• _THE TASK_
Retype every entry precisely and keep each line whole.

(Stored items from a collection)
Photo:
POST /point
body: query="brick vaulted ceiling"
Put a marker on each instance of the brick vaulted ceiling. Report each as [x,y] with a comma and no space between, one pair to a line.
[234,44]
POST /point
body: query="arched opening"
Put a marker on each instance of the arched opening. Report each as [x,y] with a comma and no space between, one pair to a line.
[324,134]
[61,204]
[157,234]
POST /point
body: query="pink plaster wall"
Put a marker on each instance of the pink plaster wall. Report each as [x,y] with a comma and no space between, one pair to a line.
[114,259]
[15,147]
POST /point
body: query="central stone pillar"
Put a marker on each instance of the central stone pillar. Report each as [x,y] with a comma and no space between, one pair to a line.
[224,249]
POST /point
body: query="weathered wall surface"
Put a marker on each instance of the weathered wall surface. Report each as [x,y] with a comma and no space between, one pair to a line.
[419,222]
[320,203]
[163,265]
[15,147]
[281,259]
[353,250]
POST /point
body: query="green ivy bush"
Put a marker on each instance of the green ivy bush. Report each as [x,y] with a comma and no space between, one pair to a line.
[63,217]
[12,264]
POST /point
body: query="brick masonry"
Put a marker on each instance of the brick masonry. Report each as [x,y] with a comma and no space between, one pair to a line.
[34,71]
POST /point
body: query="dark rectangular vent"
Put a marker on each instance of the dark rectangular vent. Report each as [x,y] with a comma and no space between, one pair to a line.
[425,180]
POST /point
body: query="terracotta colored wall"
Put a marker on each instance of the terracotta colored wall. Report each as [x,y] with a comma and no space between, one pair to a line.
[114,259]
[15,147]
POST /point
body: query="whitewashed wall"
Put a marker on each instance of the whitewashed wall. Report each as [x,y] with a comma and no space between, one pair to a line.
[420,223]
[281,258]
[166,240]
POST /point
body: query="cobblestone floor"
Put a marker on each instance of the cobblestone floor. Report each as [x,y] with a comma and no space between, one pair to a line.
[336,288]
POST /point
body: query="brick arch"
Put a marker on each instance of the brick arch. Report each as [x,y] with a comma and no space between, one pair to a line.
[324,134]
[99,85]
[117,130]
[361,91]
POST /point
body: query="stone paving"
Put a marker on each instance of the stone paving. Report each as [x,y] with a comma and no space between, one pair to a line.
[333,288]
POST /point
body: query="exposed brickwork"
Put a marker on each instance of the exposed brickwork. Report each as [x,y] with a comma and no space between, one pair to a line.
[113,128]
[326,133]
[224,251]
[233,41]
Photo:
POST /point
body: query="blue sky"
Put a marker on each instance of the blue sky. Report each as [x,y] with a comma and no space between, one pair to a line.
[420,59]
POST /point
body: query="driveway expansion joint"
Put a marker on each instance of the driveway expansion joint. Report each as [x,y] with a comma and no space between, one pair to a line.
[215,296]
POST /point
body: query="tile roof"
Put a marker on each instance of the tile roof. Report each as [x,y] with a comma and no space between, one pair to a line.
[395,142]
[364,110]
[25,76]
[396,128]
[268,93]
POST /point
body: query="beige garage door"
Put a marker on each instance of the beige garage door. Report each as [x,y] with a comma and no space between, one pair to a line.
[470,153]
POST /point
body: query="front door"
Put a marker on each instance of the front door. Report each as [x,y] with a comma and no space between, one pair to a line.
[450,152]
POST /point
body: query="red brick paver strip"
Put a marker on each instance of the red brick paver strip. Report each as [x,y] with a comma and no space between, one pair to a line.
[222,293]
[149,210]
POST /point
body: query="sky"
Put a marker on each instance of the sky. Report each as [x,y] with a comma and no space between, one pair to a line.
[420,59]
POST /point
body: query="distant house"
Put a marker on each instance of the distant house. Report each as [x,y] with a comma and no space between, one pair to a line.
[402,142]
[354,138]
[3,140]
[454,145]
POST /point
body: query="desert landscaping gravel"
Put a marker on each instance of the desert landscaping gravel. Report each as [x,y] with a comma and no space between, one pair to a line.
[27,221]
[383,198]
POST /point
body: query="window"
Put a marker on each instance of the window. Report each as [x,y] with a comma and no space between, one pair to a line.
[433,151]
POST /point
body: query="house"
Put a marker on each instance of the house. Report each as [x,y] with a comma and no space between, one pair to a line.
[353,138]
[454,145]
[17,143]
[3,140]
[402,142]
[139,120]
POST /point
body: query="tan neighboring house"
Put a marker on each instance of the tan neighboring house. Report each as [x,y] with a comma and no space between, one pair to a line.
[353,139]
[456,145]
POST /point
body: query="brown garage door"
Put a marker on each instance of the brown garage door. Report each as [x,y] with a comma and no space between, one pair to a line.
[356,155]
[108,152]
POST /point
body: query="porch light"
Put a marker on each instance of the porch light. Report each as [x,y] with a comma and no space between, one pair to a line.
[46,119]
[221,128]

• _WRITTEN RESPONSE_
Photo:
POST /point
body: query="brick vaulted ceiling"
Put a marker on each instance of the brick vaulted ceiling. Report each as [x,y] with a comma and no space between, one pair to a line.
[234,44]
POST /point
body: query="arched opening"
Put a marker on each instance of the arched opening. Report each as [x,y] with a comma and no space between, one pair to a line.
[324,134]
[61,204]
[157,234]
POST /point
body: query="pink plaster wall"
Put a marker on each instance of the pink plaster wall. Report each as [x,y] with a comma and no space between, one pair to a line.
[114,259]
[15,147]
POST /point
body: query="central stone pillar"
Put a marker on each instance of the central stone pillar. Report each as [x,y] with a comma and no space between, one pair to a line.
[224,249]
POST /point
body: query="weathered wall surface"
Put a marker on each instance of the weathered wall surface. Report each as [x,y] with a comma and no space between, one pair to a line.
[419,222]
[320,203]
[163,265]
[15,147]
[281,259]
[353,250]
POST /point
body: query="green ivy bush"
Put a marker on each instance of the green ivy bush. Report each as [x,y] with a comma and no space between, one pair to a line.
[63,217]
[12,264]
POST /point
body: query="brick masonry"
Put a marker on each instance of the brick masonry. Report each as [x,y] with a comma and no space between, one pair to a line.
[34,71]
POST /point
body: query="dark rectangular vent"
Put a marker on each instance of the dark rectangular vent. Report each as [x,y] with a comma and no space between, one pair to a line.
[425,180]
POST /point
body: query="terracotta colored wall"
Put a marker on each instance of the terracotta colored wall. Report each as [x,y] with a comma and no space between, one pair to a line.
[114,259]
[15,147]
POST /point
body: query="whitewashed wall"
Put a marker on each instance of the whitewashed wall. Report each as [x,y] with a comma and no space between, one pair to a line.
[420,223]
[281,258]
[166,240]
POST /point
body: query="cobblestone floor"
Put a marker on each instance of the cobblestone floor. Report each as [x,y] with a comma and no space between, one pair to a line.
[336,288]
POST /point
body: query="brick arch"
Put a marker on each instance of the brick arch. Report each as [x,y] with a comma and no space between, one pair to a line.
[324,134]
[99,85]
[117,130]
[361,91]
POST /point
body: query="stone paving"
Put a marker on each instance of the stone paving. Report each as [x,y] with a comma and no space between, one pair to a line.
[333,288]
POST /point
body: query="exposed brickwork"
Put a marker on each instance of the exposed brickwork. Report each as [x,y] with a comma and no space between, one pair to a line.
[113,128]
[326,133]
[224,251]
[233,41]
Photo:
POST /point
body: query="blue sky"
Put a marker on each instance of the blue sky. Report each as [x,y] with a comma and no space between, one pair to a line.
[420,59]
POST /point
body: query="driveway expansion joint"
Put a marker on each instance of the driveway expansion joint. Report each as [x,y] with a comma and no space between, one pair to a line.
[215,296]
POST /point
body: query="tile roof"
Put a marker on each instance of the tile roof. Report each as [x,y] with a comma and no space between, one pair to a line.
[395,142]
[364,110]
[25,76]
[396,128]
[268,93]
POST /point
body: query="beige garage door"
Put a marker on each instance of the beige garage door. Report each as [x,y] with a comma and no space between, one pair to a line.
[470,153]
POST /point
body: query="front door"
Put a marker on each instance of the front door. Report each as [x,y] with a comma and no space between, one pair to a line.
[450,152]
POST /point
body: query="red brick paver strip"
Put a marker on each instance of the red brick paver strip. Report each as [x,y] with a comma and no space between, one pair to a line.
[222,293]
[149,210]
POST /point
body: query="sky"
Put a marker on each instance of the sky. Report each as [x,y] with a comma and no space between, one pair to a line.
[420,59]
POST /point
body: query="distant house"
Put a marker on each instance of the distant house. Report each as [x,y] with a comma and no space between, one pair to a line.
[402,142]
[354,138]
[3,140]
[454,145]
POST /point
body: query="desert landscaping gravel"
Put a marker on each instance of the desert landscaping gravel. Report each as [x,y] with a comma and no space between, one pair to a line.
[27,221]
[383,198]
POST /point
body: query="window"
Put a marker on each instance of the window. Report each as [x,y] with a comma and no space between, one pair to a line.
[433,151]
POST /point
body: query="house"
Put a marker on each instance of the house. Report each as [x,y] with a comma and no space between, one pair to a line.
[353,138]
[454,145]
[17,143]
[3,140]
[402,142]
[139,120]
POST /point
body: query="tan neighboring house"
Put a marker on each instance of the tan neighboring house. Report each as [x,y] with a comma and no space between, one pair to a line.
[353,139]
[456,145]
POST /point
body: query="brown garage door"
Put a marker on each instance of the brown garage door. Report each as [x,y] with a comma and no space between, one pair to a line.
[356,155]
[108,152]
POST /point
body: query="porch light"
Put a marker on each instance of the porch light. Report each as [x,y] with a comma and no space between, one pair to a line.
[46,119]
[221,128]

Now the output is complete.